::: Dataset excerpts :::

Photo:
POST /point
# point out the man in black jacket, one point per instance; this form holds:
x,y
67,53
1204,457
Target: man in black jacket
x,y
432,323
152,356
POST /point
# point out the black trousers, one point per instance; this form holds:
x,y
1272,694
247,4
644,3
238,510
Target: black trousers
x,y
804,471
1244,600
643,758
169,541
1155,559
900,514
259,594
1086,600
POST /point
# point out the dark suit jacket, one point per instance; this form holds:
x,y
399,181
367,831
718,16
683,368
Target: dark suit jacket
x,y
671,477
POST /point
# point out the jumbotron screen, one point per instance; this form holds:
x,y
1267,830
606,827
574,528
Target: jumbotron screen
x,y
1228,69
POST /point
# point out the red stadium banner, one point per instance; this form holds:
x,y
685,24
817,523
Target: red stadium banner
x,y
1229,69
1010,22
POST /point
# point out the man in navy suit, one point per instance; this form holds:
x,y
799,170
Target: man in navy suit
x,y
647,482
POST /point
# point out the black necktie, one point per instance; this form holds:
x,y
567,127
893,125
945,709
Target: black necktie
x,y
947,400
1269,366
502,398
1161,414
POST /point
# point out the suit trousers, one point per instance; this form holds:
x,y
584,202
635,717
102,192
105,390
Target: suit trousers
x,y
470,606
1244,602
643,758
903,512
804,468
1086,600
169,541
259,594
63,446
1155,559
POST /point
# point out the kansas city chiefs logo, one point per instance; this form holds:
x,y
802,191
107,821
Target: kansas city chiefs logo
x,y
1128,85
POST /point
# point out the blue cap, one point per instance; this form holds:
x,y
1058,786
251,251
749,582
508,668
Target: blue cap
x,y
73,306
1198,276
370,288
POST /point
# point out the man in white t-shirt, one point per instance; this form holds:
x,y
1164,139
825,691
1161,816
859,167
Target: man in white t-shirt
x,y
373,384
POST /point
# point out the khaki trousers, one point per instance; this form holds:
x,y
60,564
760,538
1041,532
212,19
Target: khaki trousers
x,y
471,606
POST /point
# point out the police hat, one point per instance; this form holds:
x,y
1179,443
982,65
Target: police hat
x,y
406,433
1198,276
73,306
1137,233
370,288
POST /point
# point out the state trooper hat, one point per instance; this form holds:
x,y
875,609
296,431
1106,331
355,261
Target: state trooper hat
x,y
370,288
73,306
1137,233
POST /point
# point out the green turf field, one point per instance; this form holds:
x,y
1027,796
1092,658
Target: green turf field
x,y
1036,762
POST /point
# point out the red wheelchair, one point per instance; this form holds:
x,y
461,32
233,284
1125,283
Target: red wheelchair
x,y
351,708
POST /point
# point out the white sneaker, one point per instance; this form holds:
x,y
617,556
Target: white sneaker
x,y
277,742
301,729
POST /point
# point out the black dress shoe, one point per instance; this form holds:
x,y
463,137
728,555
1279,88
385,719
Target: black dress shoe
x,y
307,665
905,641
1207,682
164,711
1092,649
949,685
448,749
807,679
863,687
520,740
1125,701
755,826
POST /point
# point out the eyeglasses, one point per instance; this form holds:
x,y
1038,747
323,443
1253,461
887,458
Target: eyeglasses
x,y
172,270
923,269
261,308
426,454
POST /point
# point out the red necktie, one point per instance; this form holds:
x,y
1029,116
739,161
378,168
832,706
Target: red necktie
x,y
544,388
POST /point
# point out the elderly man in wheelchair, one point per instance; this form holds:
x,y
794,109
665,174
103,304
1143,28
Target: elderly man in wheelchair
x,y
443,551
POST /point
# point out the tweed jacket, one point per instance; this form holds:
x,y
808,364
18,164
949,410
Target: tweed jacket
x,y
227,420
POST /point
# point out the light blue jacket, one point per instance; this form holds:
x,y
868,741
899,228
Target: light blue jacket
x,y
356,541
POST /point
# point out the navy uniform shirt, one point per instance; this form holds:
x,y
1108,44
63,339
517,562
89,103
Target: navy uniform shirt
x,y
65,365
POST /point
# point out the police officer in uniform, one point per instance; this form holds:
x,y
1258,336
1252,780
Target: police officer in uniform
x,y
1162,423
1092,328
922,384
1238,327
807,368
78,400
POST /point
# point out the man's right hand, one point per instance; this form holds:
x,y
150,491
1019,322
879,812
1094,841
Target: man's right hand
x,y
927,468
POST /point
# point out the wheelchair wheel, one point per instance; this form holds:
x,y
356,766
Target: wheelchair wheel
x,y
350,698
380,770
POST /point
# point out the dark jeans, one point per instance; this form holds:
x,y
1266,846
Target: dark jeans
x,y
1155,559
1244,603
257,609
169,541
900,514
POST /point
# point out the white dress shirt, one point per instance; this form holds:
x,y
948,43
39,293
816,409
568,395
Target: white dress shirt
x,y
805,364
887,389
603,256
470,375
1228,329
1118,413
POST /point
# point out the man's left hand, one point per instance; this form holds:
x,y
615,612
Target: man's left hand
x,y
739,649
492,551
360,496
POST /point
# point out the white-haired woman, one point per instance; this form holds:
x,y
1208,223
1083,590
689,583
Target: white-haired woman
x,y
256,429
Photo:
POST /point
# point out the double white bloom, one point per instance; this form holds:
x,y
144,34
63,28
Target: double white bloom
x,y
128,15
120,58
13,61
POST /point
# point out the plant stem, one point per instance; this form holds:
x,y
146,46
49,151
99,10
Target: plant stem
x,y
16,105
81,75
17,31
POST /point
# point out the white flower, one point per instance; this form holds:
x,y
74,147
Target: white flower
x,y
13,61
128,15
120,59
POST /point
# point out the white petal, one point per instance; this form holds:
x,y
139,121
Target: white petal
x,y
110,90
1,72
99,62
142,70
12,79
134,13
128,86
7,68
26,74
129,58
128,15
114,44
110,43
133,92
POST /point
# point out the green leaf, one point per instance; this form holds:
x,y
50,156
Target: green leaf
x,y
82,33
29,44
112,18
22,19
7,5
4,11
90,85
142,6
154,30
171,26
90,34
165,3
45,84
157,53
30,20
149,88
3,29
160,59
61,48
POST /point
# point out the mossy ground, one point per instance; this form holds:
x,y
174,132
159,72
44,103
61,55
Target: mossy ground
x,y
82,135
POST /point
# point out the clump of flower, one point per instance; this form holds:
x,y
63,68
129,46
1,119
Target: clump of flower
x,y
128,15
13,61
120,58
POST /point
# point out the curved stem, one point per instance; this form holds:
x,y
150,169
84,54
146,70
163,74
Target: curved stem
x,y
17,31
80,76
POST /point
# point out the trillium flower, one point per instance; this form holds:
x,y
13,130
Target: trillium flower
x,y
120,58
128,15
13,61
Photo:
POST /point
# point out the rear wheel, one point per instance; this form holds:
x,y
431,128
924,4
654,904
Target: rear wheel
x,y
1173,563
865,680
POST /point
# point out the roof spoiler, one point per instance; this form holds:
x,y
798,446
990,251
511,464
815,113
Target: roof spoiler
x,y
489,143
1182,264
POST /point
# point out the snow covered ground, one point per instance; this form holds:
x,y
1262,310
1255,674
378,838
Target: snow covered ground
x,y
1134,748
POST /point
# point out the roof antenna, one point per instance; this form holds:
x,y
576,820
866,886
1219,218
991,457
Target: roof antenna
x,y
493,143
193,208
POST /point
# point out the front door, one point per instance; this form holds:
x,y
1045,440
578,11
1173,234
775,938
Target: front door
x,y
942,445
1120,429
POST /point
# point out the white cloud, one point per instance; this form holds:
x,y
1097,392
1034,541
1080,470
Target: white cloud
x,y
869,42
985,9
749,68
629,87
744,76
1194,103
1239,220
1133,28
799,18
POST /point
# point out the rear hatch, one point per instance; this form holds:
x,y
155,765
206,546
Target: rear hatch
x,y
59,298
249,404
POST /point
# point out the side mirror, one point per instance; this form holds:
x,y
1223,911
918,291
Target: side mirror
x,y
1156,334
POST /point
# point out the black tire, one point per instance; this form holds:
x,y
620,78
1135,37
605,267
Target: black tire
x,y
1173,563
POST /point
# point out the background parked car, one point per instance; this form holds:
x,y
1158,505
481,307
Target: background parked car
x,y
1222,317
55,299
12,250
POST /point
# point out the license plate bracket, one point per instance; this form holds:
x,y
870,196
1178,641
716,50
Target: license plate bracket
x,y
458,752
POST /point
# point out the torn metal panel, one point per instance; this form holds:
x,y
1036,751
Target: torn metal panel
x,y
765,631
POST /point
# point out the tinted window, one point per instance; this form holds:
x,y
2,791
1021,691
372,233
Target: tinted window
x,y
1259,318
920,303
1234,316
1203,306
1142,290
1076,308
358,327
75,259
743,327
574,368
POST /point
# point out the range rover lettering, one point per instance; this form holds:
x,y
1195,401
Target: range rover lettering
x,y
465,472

:::

● Task brief:
Write down again the exact lines running from the beginning of the data to the line containing "# point out the dark suit", with both ends included.

● Written reply:
Photo:
POST /point
# point out the man in black jacket, one point per instance; this form holds:
x,y
67,53
1204,457
Target: man in black jacket
x,y
432,323
152,356
POST /point
# point out the black trousers, one point per instance; this form holds:
x,y
1272,694
247,4
644,3
238,510
Target: black trousers
x,y
804,471
1244,600
643,758
169,541
1155,559
900,514
259,594
1086,600
POST /point
# point out the dark suit jacket, one point per instance; this form holds:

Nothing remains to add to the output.